* begin *
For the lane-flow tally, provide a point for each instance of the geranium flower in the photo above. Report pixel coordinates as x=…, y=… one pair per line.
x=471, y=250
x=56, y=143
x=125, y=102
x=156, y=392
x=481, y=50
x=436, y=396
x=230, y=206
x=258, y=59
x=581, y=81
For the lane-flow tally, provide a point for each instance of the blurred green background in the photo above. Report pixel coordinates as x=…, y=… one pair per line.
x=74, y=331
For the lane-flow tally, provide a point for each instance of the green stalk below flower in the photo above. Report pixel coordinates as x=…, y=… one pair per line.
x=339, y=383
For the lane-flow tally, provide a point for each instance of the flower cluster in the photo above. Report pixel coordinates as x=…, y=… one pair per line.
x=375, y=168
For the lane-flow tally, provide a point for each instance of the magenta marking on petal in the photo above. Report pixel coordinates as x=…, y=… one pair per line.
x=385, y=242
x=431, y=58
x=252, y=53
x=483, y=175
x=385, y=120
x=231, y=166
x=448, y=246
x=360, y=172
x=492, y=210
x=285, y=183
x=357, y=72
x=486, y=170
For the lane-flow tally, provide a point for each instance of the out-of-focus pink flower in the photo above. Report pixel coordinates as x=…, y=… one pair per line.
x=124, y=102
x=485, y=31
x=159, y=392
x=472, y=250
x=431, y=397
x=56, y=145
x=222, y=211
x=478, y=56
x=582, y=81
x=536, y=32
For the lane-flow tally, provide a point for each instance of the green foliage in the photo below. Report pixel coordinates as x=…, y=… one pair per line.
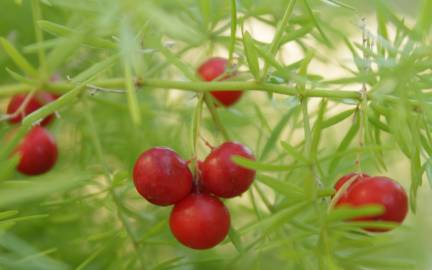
x=128, y=84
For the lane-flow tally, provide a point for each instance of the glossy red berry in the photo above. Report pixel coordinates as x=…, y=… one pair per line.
x=34, y=103
x=38, y=151
x=162, y=177
x=200, y=221
x=221, y=176
x=377, y=190
x=348, y=177
x=213, y=69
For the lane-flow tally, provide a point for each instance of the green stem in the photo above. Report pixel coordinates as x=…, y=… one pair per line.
x=216, y=119
x=8, y=90
x=100, y=155
x=233, y=30
x=37, y=16
x=278, y=35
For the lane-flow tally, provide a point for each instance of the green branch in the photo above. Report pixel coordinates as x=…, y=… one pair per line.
x=8, y=90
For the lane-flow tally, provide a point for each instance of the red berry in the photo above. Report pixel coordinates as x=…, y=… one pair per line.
x=162, y=177
x=36, y=102
x=38, y=152
x=200, y=221
x=348, y=177
x=221, y=176
x=377, y=190
x=211, y=70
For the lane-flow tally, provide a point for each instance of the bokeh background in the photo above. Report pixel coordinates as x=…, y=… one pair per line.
x=69, y=218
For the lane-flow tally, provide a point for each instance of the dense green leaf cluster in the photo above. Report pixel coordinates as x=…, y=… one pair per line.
x=129, y=83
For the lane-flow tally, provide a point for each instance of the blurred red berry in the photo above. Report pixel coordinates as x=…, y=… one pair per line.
x=213, y=69
x=38, y=151
x=34, y=103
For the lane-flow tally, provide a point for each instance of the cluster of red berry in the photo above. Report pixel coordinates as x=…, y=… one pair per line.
x=358, y=190
x=216, y=69
x=199, y=220
x=38, y=149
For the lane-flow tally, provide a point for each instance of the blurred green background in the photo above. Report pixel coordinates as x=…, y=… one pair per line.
x=78, y=217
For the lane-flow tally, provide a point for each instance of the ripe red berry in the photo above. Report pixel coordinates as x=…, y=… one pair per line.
x=213, y=69
x=221, y=176
x=34, y=103
x=377, y=190
x=348, y=177
x=200, y=221
x=38, y=151
x=162, y=177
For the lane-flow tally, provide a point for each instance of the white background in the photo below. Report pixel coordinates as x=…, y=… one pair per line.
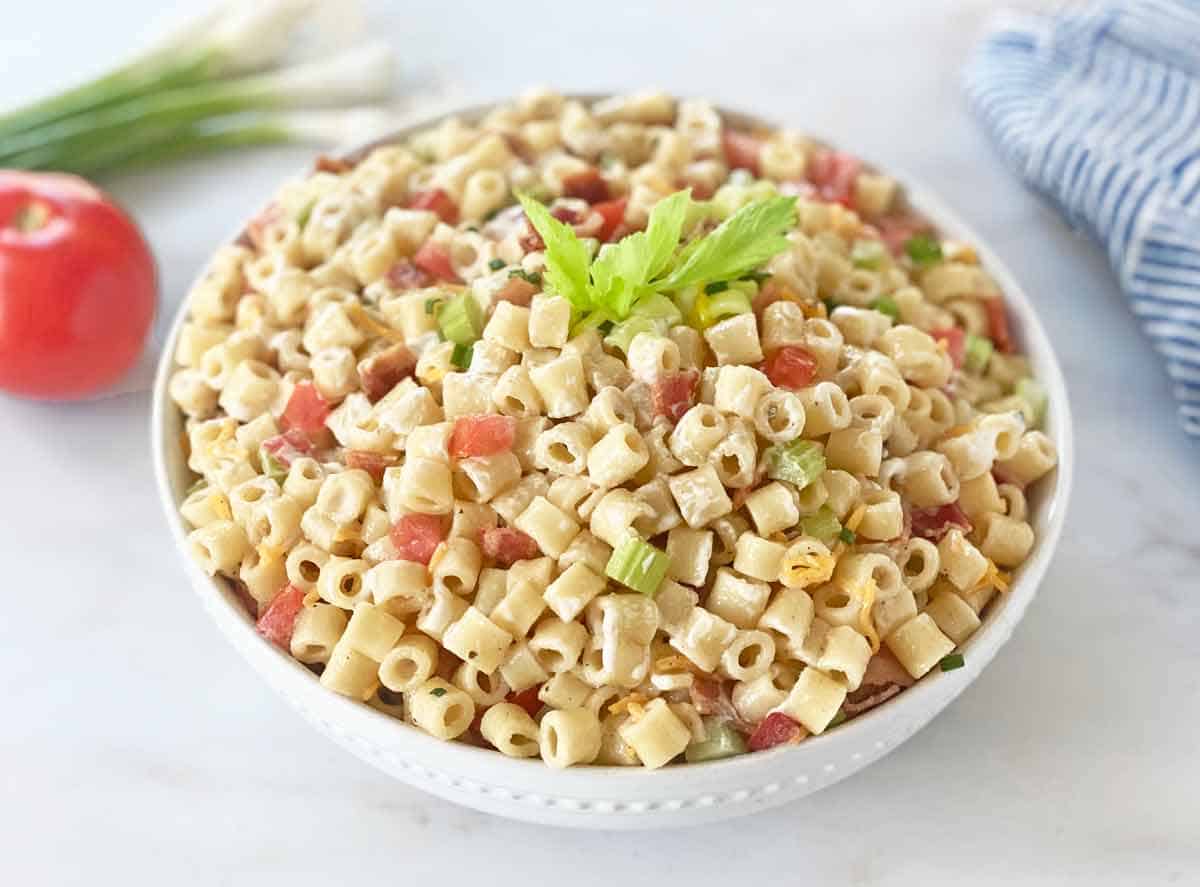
x=137, y=749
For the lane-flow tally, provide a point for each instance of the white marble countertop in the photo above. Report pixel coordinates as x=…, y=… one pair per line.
x=138, y=749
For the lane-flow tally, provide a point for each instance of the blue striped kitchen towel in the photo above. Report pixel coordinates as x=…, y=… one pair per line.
x=1098, y=107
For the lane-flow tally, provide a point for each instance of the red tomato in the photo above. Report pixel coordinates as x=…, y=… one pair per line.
x=613, y=214
x=586, y=185
x=417, y=537
x=777, y=729
x=306, y=409
x=997, y=324
x=834, y=173
x=791, y=366
x=505, y=546
x=741, y=149
x=371, y=462
x=405, y=275
x=483, y=436
x=935, y=522
x=435, y=259
x=77, y=287
x=280, y=617
x=672, y=394
x=436, y=201
x=288, y=447
x=527, y=699
x=955, y=343
x=384, y=371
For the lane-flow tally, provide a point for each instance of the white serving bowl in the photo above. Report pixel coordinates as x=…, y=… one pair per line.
x=615, y=797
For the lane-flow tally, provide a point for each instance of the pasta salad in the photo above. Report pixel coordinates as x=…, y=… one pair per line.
x=607, y=432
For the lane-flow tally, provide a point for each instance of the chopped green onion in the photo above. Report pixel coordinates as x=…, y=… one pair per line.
x=954, y=660
x=461, y=355
x=461, y=319
x=1035, y=395
x=868, y=253
x=887, y=305
x=799, y=462
x=624, y=333
x=271, y=467
x=535, y=277
x=923, y=250
x=639, y=565
x=721, y=739
x=977, y=353
x=823, y=525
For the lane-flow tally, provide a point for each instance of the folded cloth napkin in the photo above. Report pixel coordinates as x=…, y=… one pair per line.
x=1098, y=108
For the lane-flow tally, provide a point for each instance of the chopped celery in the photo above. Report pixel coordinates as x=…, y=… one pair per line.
x=624, y=333
x=461, y=319
x=868, y=253
x=639, y=565
x=977, y=353
x=823, y=525
x=1031, y=391
x=923, y=250
x=887, y=305
x=799, y=462
x=271, y=467
x=721, y=739
x=461, y=355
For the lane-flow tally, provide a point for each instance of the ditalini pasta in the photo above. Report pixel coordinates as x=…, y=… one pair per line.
x=607, y=433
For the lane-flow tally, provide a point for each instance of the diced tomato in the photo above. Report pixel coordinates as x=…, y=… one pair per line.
x=741, y=149
x=436, y=201
x=586, y=185
x=383, y=372
x=527, y=700
x=505, y=546
x=280, y=617
x=777, y=729
x=997, y=324
x=373, y=463
x=288, y=447
x=899, y=228
x=791, y=366
x=834, y=173
x=935, y=522
x=613, y=214
x=306, y=409
x=325, y=163
x=417, y=537
x=483, y=436
x=672, y=395
x=435, y=259
x=517, y=291
x=405, y=275
x=955, y=343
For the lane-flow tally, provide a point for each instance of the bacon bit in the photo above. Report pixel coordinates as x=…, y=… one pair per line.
x=505, y=546
x=586, y=185
x=405, y=275
x=935, y=522
x=777, y=729
x=280, y=618
x=325, y=163
x=527, y=699
x=385, y=370
x=373, y=463
x=625, y=703
x=517, y=291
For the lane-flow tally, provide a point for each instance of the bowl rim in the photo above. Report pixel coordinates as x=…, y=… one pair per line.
x=453, y=763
* end *
The request: Present all of the data above as a Markdown table with the columns Row and Text, one line per row, numbered in order and skipping blank lines. Leave the pictures out of the table.

Answer to the exercise:
| Row | Text |
|---|---|
| 1 | For the lane-flow tally, provide a point for each instance of the geranium flower in the photo above. Report pixel coordinates as x=…, y=… one pair per line. |
| 2 | x=471, y=250 |
| 3 | x=56, y=143 |
| 4 | x=125, y=102 |
| 5 | x=156, y=392 |
| 6 | x=481, y=50 |
| 7 | x=436, y=396 |
| 8 | x=230, y=206 |
| 9 | x=258, y=59 |
| 10 | x=581, y=81 |
| 11 | For the lane-flow tally, provide a point for each instance of the blurred green background in the photo above. Report pixel coordinates as x=…, y=… one pair per line. |
| 12 | x=74, y=331 |
| 13 | For the lane-flow tally, provide a point for each instance of the green stalk below flower in the photo above. Report pixel coordinates as x=…, y=… one pair per line. |
| 14 | x=339, y=383 |
| 15 | For the lane-flow tally, provide a point for each instance of the flower cluster in the photo above. Report pixel coordinates as x=…, y=… one pair per line. |
| 16 | x=375, y=168 |
| 17 | For the lane-flow tally, provide a point for each instance of the magenta marking on petal in the photo above. Report pixel coordinates as x=…, y=… one pair per line. |
| 18 | x=385, y=242 |
| 19 | x=431, y=58 |
| 20 | x=252, y=53 |
| 21 | x=483, y=175 |
| 22 | x=385, y=120 |
| 23 | x=231, y=166 |
| 24 | x=448, y=246 |
| 25 | x=360, y=172 |
| 26 | x=492, y=210 |
| 27 | x=285, y=183 |
| 28 | x=357, y=72 |
| 29 | x=486, y=170 |
| 30 | For the lane-flow tally, provide a point for each instance of the out-of-focus pink flower in the photo above. Report pixel coordinates as x=…, y=… one pair per line. |
| 31 | x=124, y=102 |
| 32 | x=485, y=31 |
| 33 | x=159, y=392 |
| 34 | x=472, y=250 |
| 35 | x=431, y=397 |
| 36 | x=56, y=145 |
| 37 | x=222, y=211 |
| 38 | x=478, y=56 |
| 39 | x=582, y=81 |
| 40 | x=536, y=32 |
| 41 | For the lane-flow tally, provide a point for each instance of the green foliage in the photo below. Report pixel coordinates as x=…, y=… one pair per line. |
| 42 | x=128, y=84 |
| 43 | For the lane-flow tally, provide a point for each instance of the glossy red berry in the photo above. Report pixel coordinates as x=…, y=… one pair per line. |
| 44 | x=34, y=103 |
| 45 | x=38, y=151 |
| 46 | x=162, y=177 |
| 47 | x=200, y=221 |
| 48 | x=221, y=176 |
| 49 | x=377, y=190 |
| 50 | x=348, y=177 |
| 51 | x=213, y=69 |
| 52 | For the lane-flow tally, provide a point for each instance of the green stem in the photo above. Report pixel coordinates as x=…, y=… one pair per line. |
| 53 | x=216, y=119 |
| 54 | x=8, y=90 |
| 55 | x=100, y=155 |
| 56 | x=233, y=30 |
| 57 | x=37, y=16 |
| 58 | x=278, y=35 |
| 59 | For the lane-flow tally, provide a point for each instance of the green branch in the photo above. Report pixel coordinates as x=…, y=… one pair per line. |
| 60 | x=8, y=90 |
| 61 | For the lane-flow tally, provide a point for each instance of the red berry in the photo above. Report pixel coordinates as x=…, y=… one pair per line. |
| 62 | x=162, y=177 |
| 63 | x=36, y=102 |
| 64 | x=38, y=152 |
| 65 | x=200, y=221 |
| 66 | x=348, y=177 |
| 67 | x=221, y=176 |
| 68 | x=377, y=190 |
| 69 | x=211, y=70 |
| 70 | For the lane-flow tally, provide a point for each instance of the bokeh background in the photo above. Report pixel coordinates as x=…, y=… one pair per line. |
| 71 | x=69, y=218 |
| 72 | For the lane-flow tally, provide a point for each instance of the dense green leaf cluster in the photo above. Report pixel coordinates as x=…, y=… one pair per line. |
| 73 | x=129, y=83 |
| 74 | For the lane-flow tally, provide a point for each instance of the blurred red berry in the photo above. Report pixel coordinates as x=…, y=… one pair per line. |
| 75 | x=213, y=69 |
| 76 | x=38, y=151 |
| 77 | x=34, y=103 |
| 78 | For the lane-flow tally, provide a point for each instance of the cluster of red berry in the photo above. Report pixel coordinates as x=…, y=… one pair per line. |
| 79 | x=358, y=190 |
| 80 | x=216, y=69 |
| 81 | x=199, y=220 |
| 82 | x=38, y=149 |
| 83 | For the lane-flow tally, provide a point for each instance of the blurred green background in the photo above. Report pixel coordinates as x=…, y=… one pair per line. |
| 84 | x=78, y=217 |
| 85 | For the lane-flow tally, provide a point for each instance of the ripe red berry in the photo above. Report pixel coordinates as x=…, y=… one pair per line. |
| 86 | x=213, y=69 |
| 87 | x=221, y=176 |
| 88 | x=34, y=103 |
| 89 | x=377, y=190 |
| 90 | x=348, y=177 |
| 91 | x=200, y=221 |
| 92 | x=38, y=151 |
| 93 | x=162, y=177 |
| 94 | For the lane-flow tally, provide a point for each instance of the white background in the photo below. Report pixel coordinates as x=…, y=… one pair per line. |
| 95 | x=137, y=749 |
| 96 | For the lane-flow tally, provide a point for each instance of the white marble countertop in the photo above. Report pixel coordinates as x=…, y=… one pair per line. |
| 97 | x=138, y=749 |
| 98 | For the lane-flow tally, provide a point for each instance of the blue striped kitchen towel in the photo above. Report pixel coordinates as x=…, y=… one pair per line. |
| 99 | x=1098, y=107 |
| 100 | For the lane-flow tally, provide a point for each instance of the red tomato in the photo above. Report pixel coordinates as x=…, y=… one pair per line. |
| 101 | x=613, y=214 |
| 102 | x=586, y=185 |
| 103 | x=417, y=537 |
| 104 | x=777, y=729 |
| 105 | x=306, y=409 |
| 106 | x=997, y=324 |
| 107 | x=834, y=173 |
| 108 | x=791, y=366 |
| 109 | x=505, y=546 |
| 110 | x=741, y=149 |
| 111 | x=371, y=462 |
| 112 | x=405, y=275 |
| 113 | x=483, y=436 |
| 114 | x=935, y=522 |
| 115 | x=435, y=259 |
| 116 | x=77, y=287 |
| 117 | x=280, y=617 |
| 118 | x=672, y=394 |
| 119 | x=436, y=201 |
| 120 | x=288, y=447 |
| 121 | x=527, y=699 |
| 122 | x=955, y=343 |
| 123 | x=384, y=371 |
| 124 | For the lane-flow tally, provide a point for each instance of the white serving bowl in the photo above. Report pixel coordinates as x=…, y=… one pair per line. |
| 125 | x=615, y=797 |
| 126 | For the lane-flow tally, provide a point for each instance of the pasta salad in the photo above. Report pixel coordinates as x=…, y=… one pair per line. |
| 127 | x=607, y=432 |
| 128 | For the lane-flow tally, provide a point for each instance of the chopped green onion in the photo above. Report pixel coordinates as x=…, y=… one pair per line. |
| 129 | x=954, y=660 |
| 130 | x=461, y=355 |
| 131 | x=461, y=319 |
| 132 | x=1035, y=395 |
| 133 | x=868, y=253 |
| 134 | x=887, y=305 |
| 135 | x=799, y=462 |
| 136 | x=624, y=333 |
| 137 | x=271, y=467 |
| 138 | x=535, y=277 |
| 139 | x=923, y=250 |
| 140 | x=639, y=565 |
| 141 | x=721, y=739 |
| 142 | x=977, y=353 |
| 143 | x=823, y=525 |
| 144 | For the lane-flow tally, provide a point for each instance of the folded cloth napkin in the photo above. Report pixel coordinates as x=…, y=… one pair per line. |
| 145 | x=1098, y=108 |
| 146 | For the lane-flow tally, provide a point for each instance of the chopped celery in the photo above. Report pixel coordinates as x=…, y=… one pair per line. |
| 147 | x=624, y=333 |
| 148 | x=461, y=319 |
| 149 | x=868, y=253 |
| 150 | x=639, y=565 |
| 151 | x=977, y=353 |
| 152 | x=823, y=525 |
| 153 | x=1031, y=391 |
| 154 | x=923, y=250 |
| 155 | x=887, y=305 |
| 156 | x=799, y=462 |
| 157 | x=271, y=467 |
| 158 | x=721, y=739 |
| 159 | x=461, y=355 |
| 160 | For the lane-flow tally, provide a point for each instance of the ditalini pasta in the photo above. Report pixel coordinates as x=…, y=… one pair per line. |
| 161 | x=607, y=433 |
| 162 | For the lane-flow tally, provide a point for each instance of the diced tomato in the photo above. Report pixel coordinates as x=…, y=… one pair per line. |
| 163 | x=741, y=149 |
| 164 | x=436, y=201 |
| 165 | x=586, y=185 |
| 166 | x=383, y=372 |
| 167 | x=527, y=700 |
| 168 | x=505, y=546 |
| 169 | x=280, y=617 |
| 170 | x=777, y=729 |
| 171 | x=997, y=324 |
| 172 | x=373, y=463 |
| 173 | x=288, y=447 |
| 174 | x=899, y=228 |
| 175 | x=791, y=366 |
| 176 | x=834, y=173 |
| 177 | x=935, y=522 |
| 178 | x=613, y=214 |
| 179 | x=306, y=409 |
| 180 | x=325, y=163 |
| 181 | x=417, y=537 |
| 182 | x=483, y=436 |
| 183 | x=672, y=395 |
| 184 | x=435, y=259 |
| 185 | x=517, y=291 |
| 186 | x=405, y=275 |
| 187 | x=955, y=343 |
| 188 | For the lane-flow tally, provide a point for each instance of the bacon bit in the photo above. Report pixel coordinates as x=…, y=… one pair per line. |
| 189 | x=505, y=546 |
| 190 | x=586, y=185 |
| 191 | x=405, y=275 |
| 192 | x=935, y=522 |
| 193 | x=777, y=729 |
| 194 | x=280, y=618 |
| 195 | x=325, y=163 |
| 196 | x=527, y=699 |
| 197 | x=385, y=370 |
| 198 | x=373, y=463 |
| 199 | x=625, y=703 |
| 200 | x=517, y=291 |
| 201 | For the lane-flow tally, provide a point for each instance of the bowl rim in the photo above. Report pixel coordinates as x=…, y=… one pair per line. |
| 202 | x=453, y=763 |